::: Passage for review :::
Intercepted

Intercepted

© Christopher Nunn

VERDICT: Ukrainian director Oksana Karpovych's quietly powerful documentary combines bleakly beautiful, defiantly hopeful images of her war-ravaged homeland with recordings of intercepted phone calls made by invading Russian soldiers.

Urgent, newsworthy documentaries about Russia’s ongoing invasion of Ukraine have become film festival fixtures and awards season staples over the past two years, but Intercepted shows there is room for formal innovation and even hopeful, defiant beauty in this grim subject matter. Ukrainian director Oksana Karpovych’s second feature uses a simple but inspired format, pairing mostly static still-life shots of domestic life in her war-ravaged homeland with anonymous audio clips of intercepted phone signals from Russian soldiers calling back home, some complaining about grim conditions on the frontline, others carelessly sharing incriminating evidence of brutal war crimes. This Berlinale world premiere is a real-life horror movie on some level, but with the dark and violent events happening off screen, almost like a low-key stylistic cousin of Jonathan Glazer’s harrowing Auschwitz bio-drama The Zone of Interest (2023)

Karpovych is based in Montreal, but returned to her native Ukraine just weeks before Putin’s invasion in February 2022, with plans to work on another project. Strong hints of the imminent conflict already hung heavy in the air, and the war became Karpovych’s main focus after Russian tanks crossed the border. She began assembling audio material that was freely available on the official YouTube channels of the Ukrainian security service, pairing these clips with coolly observed video vignettes of everyday life in war-ravaged Ukraine. Intercepted is by turns sickening, visually striking and strangely life-affirming in its depiction of an entire nation’s resilience against Putin’s bloodthirsty imperialist thuggery. Further festival bookings are likely after Berlin, while adventurous buyers should take an interest in a work that could just as easily screen in an art gallery as a cinema.

Intercepted shows us melancholy vistas of shattered apartments, ransacked houses, abandoned classrooms, bomb-cratered roads, the wreckage of a burned-out aircraft, makeshift mass graves, and more. Sparing use of sombre, ambient music underscores this gloomy mood. But we also also see children playing in the street, teenagers skateboarding beneath sturdy concrete monuments, cattle serenely moving across sunny farmland, friends and families stoically enjoying their lives. The Ukrainian flag is a recurring motif, a small but heartening symbol of survival. Karpovych cites Claude Lanzmann’s Shoah (1985), Chantal Akerman’s Sud (1999) and Ognjen Glavonic’s Depth Two (2016) as influences, all films which calmly survey landscapes haunted by murderous horror. There are also echoes here of artfully poised, contemplative documentarians like James Benning and Nikolaus Geyrhalter.

By contrast, the accompanying Russian audio clips are ragged and abrasive, full of fear and aggression, all spiked with racist and homophobic slurs towards Ukrainians. Putin’s absurd “Nazi” claim is tossed around casually, with bitter irony, given how closely the dehumanising insults used by the invaders echo the genocidal language of actual wartime Nazi propaganda. Many invaders boast about perpetrating casual murder, torture and sexual assault on Ukrainians, military and civilians, women and children alike. “We were given the order to kill everyone we see,” one reports. Reaction from partners and loved ones back home is often brutally blasé: “beat them into kebabs, barbecue them all.”
:::
> [Exercises to complete]
a) In the review of Intercepted, where did Karpovych find the audio clips she used in the film?
b) Pick up the review of Intercepted after its final sentence and keep writing it.
The lines that come next have nothing to do with the review of Intercepted.
::: Study material :::
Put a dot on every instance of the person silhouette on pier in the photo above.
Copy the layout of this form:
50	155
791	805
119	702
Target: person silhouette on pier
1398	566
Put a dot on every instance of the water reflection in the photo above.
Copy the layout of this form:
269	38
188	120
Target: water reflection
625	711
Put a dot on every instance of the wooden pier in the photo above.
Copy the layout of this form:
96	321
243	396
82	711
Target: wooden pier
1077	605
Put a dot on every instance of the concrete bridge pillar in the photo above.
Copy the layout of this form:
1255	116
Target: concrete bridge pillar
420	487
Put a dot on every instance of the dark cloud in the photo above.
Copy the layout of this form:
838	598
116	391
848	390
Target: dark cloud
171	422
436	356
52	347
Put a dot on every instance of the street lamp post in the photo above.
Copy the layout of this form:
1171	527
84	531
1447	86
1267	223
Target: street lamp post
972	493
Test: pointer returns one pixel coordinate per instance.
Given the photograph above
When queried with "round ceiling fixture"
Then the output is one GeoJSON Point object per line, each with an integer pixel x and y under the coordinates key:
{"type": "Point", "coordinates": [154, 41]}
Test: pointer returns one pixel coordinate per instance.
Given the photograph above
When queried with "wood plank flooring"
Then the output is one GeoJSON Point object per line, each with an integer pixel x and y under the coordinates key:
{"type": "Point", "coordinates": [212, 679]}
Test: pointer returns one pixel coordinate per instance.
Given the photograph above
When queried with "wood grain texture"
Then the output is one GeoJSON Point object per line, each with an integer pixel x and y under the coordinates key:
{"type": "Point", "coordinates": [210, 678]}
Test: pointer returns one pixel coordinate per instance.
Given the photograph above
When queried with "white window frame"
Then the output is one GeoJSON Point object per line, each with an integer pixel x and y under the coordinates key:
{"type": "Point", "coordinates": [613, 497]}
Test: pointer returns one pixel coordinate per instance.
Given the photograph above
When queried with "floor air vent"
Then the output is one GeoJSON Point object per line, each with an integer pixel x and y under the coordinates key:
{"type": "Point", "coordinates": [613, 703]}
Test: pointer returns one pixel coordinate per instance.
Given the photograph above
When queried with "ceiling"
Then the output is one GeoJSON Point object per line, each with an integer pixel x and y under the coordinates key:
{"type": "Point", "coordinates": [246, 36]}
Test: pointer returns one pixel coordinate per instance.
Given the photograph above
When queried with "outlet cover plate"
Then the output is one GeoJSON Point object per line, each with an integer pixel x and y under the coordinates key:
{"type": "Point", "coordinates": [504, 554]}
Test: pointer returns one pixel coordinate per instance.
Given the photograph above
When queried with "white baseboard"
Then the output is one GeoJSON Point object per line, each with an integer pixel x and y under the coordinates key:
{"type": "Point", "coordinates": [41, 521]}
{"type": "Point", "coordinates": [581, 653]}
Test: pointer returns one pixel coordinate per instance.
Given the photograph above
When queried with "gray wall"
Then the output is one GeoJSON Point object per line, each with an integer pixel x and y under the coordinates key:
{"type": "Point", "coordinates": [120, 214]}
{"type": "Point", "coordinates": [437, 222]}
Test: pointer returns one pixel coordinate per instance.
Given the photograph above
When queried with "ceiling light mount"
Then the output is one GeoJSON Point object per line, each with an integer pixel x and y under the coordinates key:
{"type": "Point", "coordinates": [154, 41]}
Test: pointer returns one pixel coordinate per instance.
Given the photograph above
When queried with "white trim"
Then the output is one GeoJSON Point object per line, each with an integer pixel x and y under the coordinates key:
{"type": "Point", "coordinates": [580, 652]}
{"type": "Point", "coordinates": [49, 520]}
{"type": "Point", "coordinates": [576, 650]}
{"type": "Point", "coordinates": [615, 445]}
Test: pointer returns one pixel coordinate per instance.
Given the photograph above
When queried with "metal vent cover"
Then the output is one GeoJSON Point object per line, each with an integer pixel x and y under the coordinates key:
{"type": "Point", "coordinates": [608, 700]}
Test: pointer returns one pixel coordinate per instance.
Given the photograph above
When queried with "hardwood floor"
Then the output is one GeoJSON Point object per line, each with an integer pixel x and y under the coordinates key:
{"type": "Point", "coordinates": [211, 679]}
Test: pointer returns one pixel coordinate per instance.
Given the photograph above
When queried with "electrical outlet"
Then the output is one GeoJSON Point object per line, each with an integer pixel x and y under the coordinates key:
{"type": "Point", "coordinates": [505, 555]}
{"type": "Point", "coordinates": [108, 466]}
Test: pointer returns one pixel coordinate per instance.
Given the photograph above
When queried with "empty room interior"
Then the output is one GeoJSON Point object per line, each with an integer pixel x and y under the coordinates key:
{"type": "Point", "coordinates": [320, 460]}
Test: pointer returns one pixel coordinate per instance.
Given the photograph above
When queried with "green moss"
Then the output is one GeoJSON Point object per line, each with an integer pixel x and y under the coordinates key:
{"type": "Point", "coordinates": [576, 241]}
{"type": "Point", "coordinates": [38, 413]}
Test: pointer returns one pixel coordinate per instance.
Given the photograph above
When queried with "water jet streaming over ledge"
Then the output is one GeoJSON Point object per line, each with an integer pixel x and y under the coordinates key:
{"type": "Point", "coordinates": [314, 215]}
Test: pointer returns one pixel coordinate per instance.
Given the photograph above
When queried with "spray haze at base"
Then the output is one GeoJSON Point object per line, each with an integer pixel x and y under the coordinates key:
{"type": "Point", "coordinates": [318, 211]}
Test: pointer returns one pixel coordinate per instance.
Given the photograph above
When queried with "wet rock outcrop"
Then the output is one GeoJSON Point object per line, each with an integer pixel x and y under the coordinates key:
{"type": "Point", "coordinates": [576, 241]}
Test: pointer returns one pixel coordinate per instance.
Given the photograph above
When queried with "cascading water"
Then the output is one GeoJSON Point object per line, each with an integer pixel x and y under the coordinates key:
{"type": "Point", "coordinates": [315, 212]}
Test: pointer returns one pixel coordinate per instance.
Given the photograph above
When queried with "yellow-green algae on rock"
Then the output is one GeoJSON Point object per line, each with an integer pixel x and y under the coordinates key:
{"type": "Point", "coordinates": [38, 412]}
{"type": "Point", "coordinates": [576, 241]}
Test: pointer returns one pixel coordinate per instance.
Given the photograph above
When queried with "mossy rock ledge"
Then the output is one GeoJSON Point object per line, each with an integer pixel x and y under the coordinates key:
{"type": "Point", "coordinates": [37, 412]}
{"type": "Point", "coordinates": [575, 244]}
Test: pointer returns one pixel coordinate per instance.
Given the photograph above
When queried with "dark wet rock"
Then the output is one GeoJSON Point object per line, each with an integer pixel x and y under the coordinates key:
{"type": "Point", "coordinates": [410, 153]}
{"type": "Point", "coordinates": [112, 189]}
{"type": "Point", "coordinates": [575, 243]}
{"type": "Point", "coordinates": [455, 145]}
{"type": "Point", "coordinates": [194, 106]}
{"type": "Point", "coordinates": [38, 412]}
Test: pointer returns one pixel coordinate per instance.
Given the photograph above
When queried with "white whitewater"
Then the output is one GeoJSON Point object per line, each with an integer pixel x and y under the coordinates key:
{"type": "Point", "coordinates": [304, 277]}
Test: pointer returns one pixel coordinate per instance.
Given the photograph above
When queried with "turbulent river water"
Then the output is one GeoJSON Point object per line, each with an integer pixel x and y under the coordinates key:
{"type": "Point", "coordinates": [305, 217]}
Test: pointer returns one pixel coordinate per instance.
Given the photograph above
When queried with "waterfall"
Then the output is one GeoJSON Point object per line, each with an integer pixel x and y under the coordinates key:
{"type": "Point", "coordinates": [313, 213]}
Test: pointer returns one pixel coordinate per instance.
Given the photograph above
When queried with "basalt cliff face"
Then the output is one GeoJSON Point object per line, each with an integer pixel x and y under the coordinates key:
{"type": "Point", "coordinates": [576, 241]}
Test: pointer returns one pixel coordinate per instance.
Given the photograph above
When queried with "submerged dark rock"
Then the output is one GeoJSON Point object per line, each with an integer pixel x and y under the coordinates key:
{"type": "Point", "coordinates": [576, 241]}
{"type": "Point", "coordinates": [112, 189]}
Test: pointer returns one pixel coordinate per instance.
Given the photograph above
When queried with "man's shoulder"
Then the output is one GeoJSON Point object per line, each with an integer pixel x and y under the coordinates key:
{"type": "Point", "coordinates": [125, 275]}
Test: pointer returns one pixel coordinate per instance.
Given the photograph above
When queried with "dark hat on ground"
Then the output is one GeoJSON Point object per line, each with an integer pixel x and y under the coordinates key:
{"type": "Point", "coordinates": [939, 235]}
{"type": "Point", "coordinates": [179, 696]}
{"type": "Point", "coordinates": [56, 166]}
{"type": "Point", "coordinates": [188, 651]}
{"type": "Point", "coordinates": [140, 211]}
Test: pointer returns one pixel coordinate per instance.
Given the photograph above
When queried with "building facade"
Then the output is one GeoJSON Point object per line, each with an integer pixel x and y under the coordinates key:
:::
> [Answers provided]
a) On the official YouTube channels of the Ukrainian security service.

b)
But behind all this heartless macho bloodlust, some soldiers express doubt, cynicism and even agonising guilt about their actions. One young conscript warns his family back home that Kremlin conspiracy theories about NATO bases in Ukraine are “fucking bullshit, don’t believe what they show you there.” Another protests about the wholesale slaughter of his comrades, with battlefield deaths reported as heart attacks so the government can shirk compensation payments. Many curse military commanders and lying politicians for sending them to their deaths alongside convicts and mercenaries, who have orders to shoot anyone retreating. The quality of consumer goods in Ukraine is another recurring theme, and looting civilian homes commonplace. “A Russian wouldn’t be a Russian if they didn’t steal something”, one proud mother cackles.

Some may dismiss Intercepted as propaganda, but such both-sides equivocation is a bourgeois indulgence for those of us lucky enough not to live next door to a mass-murdering dictator. While Karpovych’s message is emphatically pro-Ukraine and anti-Russia, there is enough objective reportage from the conflict now for even the most critical thinker to conclude there is only one aggressor in this ongoing tragedy, and only one side committing large-scale war crimes. While the damage suffered by Ukraine is horrific, the lingering wounds Russia has inflicted on itself can not be discounted. As one fatalistic soldier tells his wife, shortly before he is sent into a battle he is unlikely to survive, “make sure our son doesn’t join the army.”

Director, screenwriter: Oksana Karpovych
Cinematography: Christopher Nunn
Editing: Charlotte Tourres
Music: NFNR
Sound design: Alex Lane
Producers: Giacomo Nudi, Rocío B. Fuentes
Production companies: Les films Cosmos (Canada), Moon Man (Ukraine)
World sales: Lightdox, France
Venue: Berlinale (Forum)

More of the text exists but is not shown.